• _SELECTED TEXT_:
____

Friday, June 24, 2016

Concrete Boots

The other day, I found myself watching a martial arts video purportedly showing defensive tactics against a short sword or long knife.

I tried to tell myself that what I was watching was taken out of context, but try as I might, I could not rationalize the idiocy of what was being shown.

Everyone has had this feeling, it is the downside of the internet where everything is on show to be critiqued. And I really do try not to diss other styles or opinions. I try to be generous. I try to be understanding, and I try my utmost to avoid laughing and pointing at things I know little about. It annoys me when others do it, and it is lazy and counterproductive to the whole community.

Still, I was left with this video by a well known teacher, showing something I completely disagreed with. In fact not only disagreed with, but think is absolutely horrible advice to give anyone learning swordplay.

So, I started thinking more about why.

WHY was it bad advice?

WHY was this the best solution to the problem presented?

And it came to me - The problem ITSELF was 'wrong'.

In a static interaction, when the feet don't move, and when both players are facing off, the problem presented was actually a real one. A static target is an attacker's dream come true, and the defense shown at that point was an absolute possibility. Technically nothing was 'wrong'.

____

• _INFORMATION SUPPLIED_:

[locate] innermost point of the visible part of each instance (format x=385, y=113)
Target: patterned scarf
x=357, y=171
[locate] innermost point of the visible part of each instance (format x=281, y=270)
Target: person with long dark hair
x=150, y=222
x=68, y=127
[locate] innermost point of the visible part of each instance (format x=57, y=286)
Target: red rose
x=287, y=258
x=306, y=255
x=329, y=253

____

• _WORK INSTRUCTION A_:
List every behavior that the writer of the Concrete Boots post says they try to practice when judging others' work.
• _WORK INSTRUCTION B_:
In the Concrete Boots post, what weapons did the martial arts video purportedly show defensive tactics against?
• _WORK INSTRUCTION C_:
Continue the Concrete Boots post from the point where it stops.

• _EXERCISE RESULT A_:
- Not dissing other styles or opinions
- Being generous
- Being understanding
- Avoiding laughing and pointing at things they know little about

• _EXERCISE RESULT B_:
A short sword or long knife.

• _EXERCISE RESULT C_:
The defender then counters, but the counter only works because the attacker ALSO stands still, did not move their feet, did not angle off, did not use their other hand, and did not switch the weapon hand. So again, technically, in the situation presented, the counter worked. Add any of the changes however, and the defender would be taking a long nap in a pool of his own blood.

The whole premis was nonsense ... I had basically spent 3 minutes watching a guy standing still strike at another guy standing still, who's counter only worked because the first guy was standing still.

Sigh ..

So, what was the REAL lesson?

MOVE.

[There are other lessons too -
Don't think stick techniques always transfer to edged weapons.
You can learn something from anything.]






3 comments:

Mac said...

From the yang side (a male's bio-genetic set point, ego base and fighting style) - make HIM move.

Maija said...

Mac - Seems doomed to failure if he won't ... and you won't .. No?

Jake said...

I really like your thought process here: not just to say "man, that sucked", but to analyze it deeply enough to figure out what was bugging you. Good stuff.